Passage provided:
The present invention relates to memory access and in particular to an improved direct memory access (DMA) technique. Also disclosed is a specific use of the DMA of the present invention as applied to video data processing.
In typical computer-based applications, the data that passes through computer input/output (I/O) devices must often be performed at high speeds, in large blocks, or large blocks at high speeds. Three conventional data transfer mechanisms for computer I/O include polling, interrupts (also known as programmed I/O), and direct memory access (DMA). Polling is a technique in which the central processing unit (CPU, data processor, etc.) is dedicated to acquiring the incoming data. The processor issues an I/O instruction and polls the progress of the I/O in a loop.
Interrupt driven (programmed) I/O involves the processor issuing the I/O instruction without having to perform polling for completion of the I/O operation. An interrupt is asserted when the operation completes, causing the processor to handle branch to an appropriate interrupt handler to process the completed I/O.

Required work: What three conventional data transfer mechanisms for computer I/O does the passage on direct memory access list?

Data supplied:

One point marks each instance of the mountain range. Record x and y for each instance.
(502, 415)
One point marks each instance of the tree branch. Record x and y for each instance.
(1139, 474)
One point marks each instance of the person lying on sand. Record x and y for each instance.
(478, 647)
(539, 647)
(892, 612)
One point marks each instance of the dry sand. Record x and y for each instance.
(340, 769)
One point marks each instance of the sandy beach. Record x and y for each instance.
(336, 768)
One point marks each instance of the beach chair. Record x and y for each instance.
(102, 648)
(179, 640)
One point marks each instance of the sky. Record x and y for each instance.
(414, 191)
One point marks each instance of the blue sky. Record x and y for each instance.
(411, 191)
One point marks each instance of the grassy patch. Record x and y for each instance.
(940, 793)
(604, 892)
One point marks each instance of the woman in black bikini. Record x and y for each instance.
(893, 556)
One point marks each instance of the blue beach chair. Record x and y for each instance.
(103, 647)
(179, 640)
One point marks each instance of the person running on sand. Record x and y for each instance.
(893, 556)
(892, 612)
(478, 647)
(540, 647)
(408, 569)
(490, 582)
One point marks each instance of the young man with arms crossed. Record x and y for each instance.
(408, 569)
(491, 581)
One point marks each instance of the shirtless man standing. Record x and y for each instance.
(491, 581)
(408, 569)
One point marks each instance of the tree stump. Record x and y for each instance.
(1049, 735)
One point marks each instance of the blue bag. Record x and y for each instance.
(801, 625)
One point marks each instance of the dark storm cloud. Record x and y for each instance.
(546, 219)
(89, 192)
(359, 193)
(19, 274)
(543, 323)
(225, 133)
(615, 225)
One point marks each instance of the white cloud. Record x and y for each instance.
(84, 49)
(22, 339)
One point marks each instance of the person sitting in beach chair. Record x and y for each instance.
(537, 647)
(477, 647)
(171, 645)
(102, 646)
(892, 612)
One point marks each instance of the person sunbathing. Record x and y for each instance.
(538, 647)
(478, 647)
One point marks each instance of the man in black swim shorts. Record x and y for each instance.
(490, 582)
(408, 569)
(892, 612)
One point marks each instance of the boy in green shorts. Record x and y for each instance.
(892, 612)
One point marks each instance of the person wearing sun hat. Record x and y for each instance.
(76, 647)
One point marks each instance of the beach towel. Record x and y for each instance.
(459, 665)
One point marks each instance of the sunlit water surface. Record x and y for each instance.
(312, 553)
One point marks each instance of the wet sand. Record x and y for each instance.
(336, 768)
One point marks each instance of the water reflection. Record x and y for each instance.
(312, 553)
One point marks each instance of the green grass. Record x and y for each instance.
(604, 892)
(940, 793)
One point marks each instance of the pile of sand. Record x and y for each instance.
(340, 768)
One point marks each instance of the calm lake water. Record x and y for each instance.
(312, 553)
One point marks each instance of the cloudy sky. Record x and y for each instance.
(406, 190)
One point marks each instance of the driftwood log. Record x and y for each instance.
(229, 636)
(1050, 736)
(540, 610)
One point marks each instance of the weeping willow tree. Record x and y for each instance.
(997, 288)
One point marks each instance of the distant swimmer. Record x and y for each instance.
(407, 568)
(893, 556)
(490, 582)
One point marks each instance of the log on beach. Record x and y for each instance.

Final answer: Polling, interrupts (also known as programmed I/O), and direct memory access (DMA).